Dataset excerpts

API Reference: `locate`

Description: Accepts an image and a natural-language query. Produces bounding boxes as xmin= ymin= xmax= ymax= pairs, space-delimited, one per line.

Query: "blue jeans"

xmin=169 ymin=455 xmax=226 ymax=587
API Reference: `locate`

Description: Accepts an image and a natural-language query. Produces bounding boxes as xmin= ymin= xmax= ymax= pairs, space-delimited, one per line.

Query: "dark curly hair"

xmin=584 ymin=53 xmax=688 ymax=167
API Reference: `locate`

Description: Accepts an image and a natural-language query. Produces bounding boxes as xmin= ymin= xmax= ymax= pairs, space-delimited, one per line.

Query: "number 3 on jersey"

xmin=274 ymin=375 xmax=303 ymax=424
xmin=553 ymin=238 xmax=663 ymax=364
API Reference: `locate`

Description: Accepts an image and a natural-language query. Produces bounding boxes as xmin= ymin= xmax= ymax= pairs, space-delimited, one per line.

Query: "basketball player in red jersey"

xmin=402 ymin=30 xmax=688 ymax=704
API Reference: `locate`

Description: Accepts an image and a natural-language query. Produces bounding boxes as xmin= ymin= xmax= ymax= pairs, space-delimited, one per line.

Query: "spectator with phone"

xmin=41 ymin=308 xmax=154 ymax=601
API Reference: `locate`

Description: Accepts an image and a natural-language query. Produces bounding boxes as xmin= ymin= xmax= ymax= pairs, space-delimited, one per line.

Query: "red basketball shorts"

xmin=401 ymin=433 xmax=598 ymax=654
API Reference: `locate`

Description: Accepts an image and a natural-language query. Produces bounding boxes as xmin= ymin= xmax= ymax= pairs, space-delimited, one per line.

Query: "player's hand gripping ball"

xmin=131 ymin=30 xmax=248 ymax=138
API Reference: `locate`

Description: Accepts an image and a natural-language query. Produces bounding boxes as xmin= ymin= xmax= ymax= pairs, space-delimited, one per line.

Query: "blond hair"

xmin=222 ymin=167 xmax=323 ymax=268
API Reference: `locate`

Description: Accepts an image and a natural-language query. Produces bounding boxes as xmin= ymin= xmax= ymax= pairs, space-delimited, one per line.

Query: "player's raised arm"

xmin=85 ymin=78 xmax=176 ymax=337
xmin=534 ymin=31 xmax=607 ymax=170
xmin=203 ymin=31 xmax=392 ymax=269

■ **What this task involves**
The answer must reproduce all of the entries exactly.

■ **Exercise output**
API Reference: `locate`

Description: Accepts an image and a natural-language query. Produces bounding boxes as xmin= ymin= xmax= ymax= pairs, space-delimited, one per line.

Query: "blue jeans"

xmin=169 ymin=455 xmax=226 ymax=587
API Reference: `locate`

Description: Accepts an image and a natural-language query. Produces bounding boxes as xmin= ymin= xmax= ymax= pairs, space-delimited, one per line.

Query: "dark curly hair"

xmin=584 ymin=53 xmax=688 ymax=167
API Reference: `locate`

Description: Accepts an image and a natural-language query. Produces bounding boxes as xmin= ymin= xmax= ymax= pairs, space-delimited, one per line.

Query: "number 3 on jersey"

xmin=274 ymin=375 xmax=303 ymax=424
xmin=553 ymin=238 xmax=663 ymax=364
API Reference: `locate`

Description: Accepts an image and a natural-language query. Produces bounding boxes as xmin= ymin= xmax= ymax= pairs, space-delimited, one per line.

Query: "basketball player in red jersey"

xmin=402 ymin=30 xmax=688 ymax=704
API Reference: `locate`

Description: Accepts an image and a natural-language query. Produces bounding boxes as xmin= ymin= xmax= ymax= pairs, space-delimited, one per line.

Query: "spectator with phone"

xmin=41 ymin=308 xmax=154 ymax=601
API Reference: `locate`

Description: Accepts an image and a natural-language query. Produces bounding boxes as xmin= ymin= xmax= ymax= pairs, space-delimited, one per line.

Query: "red basketball shorts"

xmin=401 ymin=433 xmax=598 ymax=654
API Reference: `locate`

Description: Accepts an image and a natural-language query. Produces bounding boxes as xmin= ymin= xmax= ymax= pairs, space-delimited, one per line.

Query: "player's hand gripping ball"

xmin=131 ymin=30 xmax=248 ymax=138
API Reference: `locate`

Description: Accepts an image and a natural-language query. Produces bounding boxes as xmin= ymin= xmax= ymax= pairs, space-delimited, one per line.

Query: "blond hair"

xmin=222 ymin=167 xmax=323 ymax=268
API Reference: `locate`

Description: Accepts an image and a natural-language query. Produces bounding boxes as xmin= ymin= xmax= ymax= pairs, space-delimited, one per line.

Query: "player's raised arm"

xmin=85 ymin=78 xmax=176 ymax=337
xmin=534 ymin=31 xmax=607 ymax=170
xmin=203 ymin=31 xmax=392 ymax=269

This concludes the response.